## Excerpted passage
= = = = =
# Behr Deck Over



## jimbo (Dec 29, 2007)

Justcatch. It’s my understanding that latex on top of an oil base should have worked, esp seeing you brushed it in instead of rolling it on..
Like I said, I used the clear oil, then semi clear for years before putting on the solid latex stain.
I may be wrong, but I’m not sure that was your problem


Sent from my iPad using Michigan Sportsman mobile app


----------



## JUSTCATCHINUM (Feb 19, 2004)

jimbo said:


> Justcatch. It’s my understanding that latex on top of an oil base should have worked, esp seeing you brushed it in instead of rolling it on..
> Like I said, I used the clear oil, then semi clear for years before putting on the solid latex stain.
> I may be wrong, but I’m not sure that was your problem
> 
> ...


----------



## MossyHorns (Apr 14, 2011)

I looked at the Behr Deck Over and Rustoleum Deck Restore. I didn't want to go through all the work and have it peel in a few years. I decided to buy a composite deck overlay from Menards. Put it down 5 years ago and haven't touched it since. The boards are 1/2" thick and layed right over my old deck.


----------



## grapestomper (Jan 9, 2012)

My mother in law put the Behr product on and it is terrible. 
We had to scrape and power wash to get off. 
Went with a solid stain and much better.


----------



## hawgeye (Mar 3, 2011)

I used the behr 5 years ago, lasted 2 summer's, took 3 times as much because it's so thick and when it peels off its a mess. And I did the proper prep/acid wash prior to installing

Sent from my moto z3 using Michigan Sportsman mobile app


----------
= = = = =
## Exercise task A
Answer these questions from the forum thread on Behr Deck Over:
(i) How thick are the boards of the composite deck overlay that MossyHorns bought from Menards?
(ii) How many summers did the Behr product last for hawgeye?
(iii) What did grapestomper use after the Behr product was scraped and power washed off?

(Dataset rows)
= = = = =
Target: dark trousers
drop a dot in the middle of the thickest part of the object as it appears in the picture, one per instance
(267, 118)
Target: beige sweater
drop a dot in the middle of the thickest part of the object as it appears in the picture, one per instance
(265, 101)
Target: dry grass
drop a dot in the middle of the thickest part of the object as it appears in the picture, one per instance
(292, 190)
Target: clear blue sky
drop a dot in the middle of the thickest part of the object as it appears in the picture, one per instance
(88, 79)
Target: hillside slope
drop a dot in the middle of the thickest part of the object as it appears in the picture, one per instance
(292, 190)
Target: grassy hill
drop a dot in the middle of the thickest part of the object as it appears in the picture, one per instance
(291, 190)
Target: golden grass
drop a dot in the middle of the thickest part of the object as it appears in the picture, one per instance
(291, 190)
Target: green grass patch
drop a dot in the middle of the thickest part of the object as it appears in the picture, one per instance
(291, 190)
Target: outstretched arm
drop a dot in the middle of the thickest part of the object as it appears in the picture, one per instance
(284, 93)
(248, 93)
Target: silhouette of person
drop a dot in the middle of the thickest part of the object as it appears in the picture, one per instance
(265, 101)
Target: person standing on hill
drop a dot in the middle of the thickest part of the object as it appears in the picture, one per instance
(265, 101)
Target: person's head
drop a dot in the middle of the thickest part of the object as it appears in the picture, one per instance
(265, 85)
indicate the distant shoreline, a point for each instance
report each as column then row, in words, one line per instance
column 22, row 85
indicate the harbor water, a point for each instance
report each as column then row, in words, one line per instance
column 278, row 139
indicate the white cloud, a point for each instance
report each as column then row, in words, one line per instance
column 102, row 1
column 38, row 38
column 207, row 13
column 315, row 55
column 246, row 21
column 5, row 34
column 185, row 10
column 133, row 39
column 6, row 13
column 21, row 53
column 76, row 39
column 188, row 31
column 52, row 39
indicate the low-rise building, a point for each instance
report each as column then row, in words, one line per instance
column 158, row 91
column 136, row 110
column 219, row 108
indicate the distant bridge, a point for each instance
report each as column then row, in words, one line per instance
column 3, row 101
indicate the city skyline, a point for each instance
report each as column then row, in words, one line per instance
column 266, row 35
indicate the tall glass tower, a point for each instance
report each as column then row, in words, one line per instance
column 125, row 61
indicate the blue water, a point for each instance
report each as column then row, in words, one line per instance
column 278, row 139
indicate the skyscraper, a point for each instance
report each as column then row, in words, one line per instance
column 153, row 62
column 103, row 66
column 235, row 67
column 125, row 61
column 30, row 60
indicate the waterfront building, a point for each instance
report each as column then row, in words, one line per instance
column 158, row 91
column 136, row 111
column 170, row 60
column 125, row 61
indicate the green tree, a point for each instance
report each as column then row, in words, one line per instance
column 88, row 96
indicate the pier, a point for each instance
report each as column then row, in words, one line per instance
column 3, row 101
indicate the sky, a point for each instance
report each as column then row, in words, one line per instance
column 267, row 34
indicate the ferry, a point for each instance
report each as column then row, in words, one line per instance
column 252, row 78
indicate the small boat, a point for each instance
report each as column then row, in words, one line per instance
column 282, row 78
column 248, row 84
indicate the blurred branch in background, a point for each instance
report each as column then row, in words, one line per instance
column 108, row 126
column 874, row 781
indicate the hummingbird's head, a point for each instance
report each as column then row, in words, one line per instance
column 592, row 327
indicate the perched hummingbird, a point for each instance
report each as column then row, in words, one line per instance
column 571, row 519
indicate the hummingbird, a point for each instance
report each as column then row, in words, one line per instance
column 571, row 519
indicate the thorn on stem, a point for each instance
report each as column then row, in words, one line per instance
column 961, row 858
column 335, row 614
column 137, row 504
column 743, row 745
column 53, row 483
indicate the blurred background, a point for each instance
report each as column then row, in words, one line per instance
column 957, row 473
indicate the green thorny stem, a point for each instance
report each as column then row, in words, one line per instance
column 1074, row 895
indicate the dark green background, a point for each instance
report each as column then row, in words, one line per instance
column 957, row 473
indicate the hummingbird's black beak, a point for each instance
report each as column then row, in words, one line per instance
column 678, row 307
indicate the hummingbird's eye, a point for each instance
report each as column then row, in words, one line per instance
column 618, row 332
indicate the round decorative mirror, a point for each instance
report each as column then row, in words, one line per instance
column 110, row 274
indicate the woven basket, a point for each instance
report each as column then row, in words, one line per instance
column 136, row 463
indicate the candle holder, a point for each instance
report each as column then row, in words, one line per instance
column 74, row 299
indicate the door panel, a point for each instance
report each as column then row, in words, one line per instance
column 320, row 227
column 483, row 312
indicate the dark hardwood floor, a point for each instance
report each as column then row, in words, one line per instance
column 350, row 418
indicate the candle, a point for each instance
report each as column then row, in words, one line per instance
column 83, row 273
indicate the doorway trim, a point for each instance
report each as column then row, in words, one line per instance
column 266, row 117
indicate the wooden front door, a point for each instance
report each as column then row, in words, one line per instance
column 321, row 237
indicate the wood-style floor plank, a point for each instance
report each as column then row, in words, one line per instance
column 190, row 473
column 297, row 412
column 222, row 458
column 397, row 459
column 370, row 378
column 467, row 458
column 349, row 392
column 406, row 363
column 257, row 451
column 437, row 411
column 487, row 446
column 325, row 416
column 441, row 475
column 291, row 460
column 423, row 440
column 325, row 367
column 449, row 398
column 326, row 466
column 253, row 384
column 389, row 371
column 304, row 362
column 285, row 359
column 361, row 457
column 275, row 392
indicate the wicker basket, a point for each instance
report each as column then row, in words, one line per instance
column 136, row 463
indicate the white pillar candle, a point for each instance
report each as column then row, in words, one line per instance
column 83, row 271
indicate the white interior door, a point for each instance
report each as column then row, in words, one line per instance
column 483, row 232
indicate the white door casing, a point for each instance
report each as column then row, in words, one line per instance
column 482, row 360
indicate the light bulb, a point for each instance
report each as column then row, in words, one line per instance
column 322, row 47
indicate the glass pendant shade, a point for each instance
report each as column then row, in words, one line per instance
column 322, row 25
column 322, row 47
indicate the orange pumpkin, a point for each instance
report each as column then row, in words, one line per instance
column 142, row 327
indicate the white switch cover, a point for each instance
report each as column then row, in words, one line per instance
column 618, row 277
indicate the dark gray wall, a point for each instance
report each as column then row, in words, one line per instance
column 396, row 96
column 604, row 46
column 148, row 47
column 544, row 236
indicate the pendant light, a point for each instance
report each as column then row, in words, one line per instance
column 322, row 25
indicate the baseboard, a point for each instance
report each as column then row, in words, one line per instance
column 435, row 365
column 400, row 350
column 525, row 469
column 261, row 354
= = = = =
## Exercise task B
Count the lines of the records that contain the string "basket", treating uppercase and lowercase as different. Give only the number.

## Complete output A
(i) 1/2" thick
(ii) Two summers
(iii) A solid stain

## Complete output B
2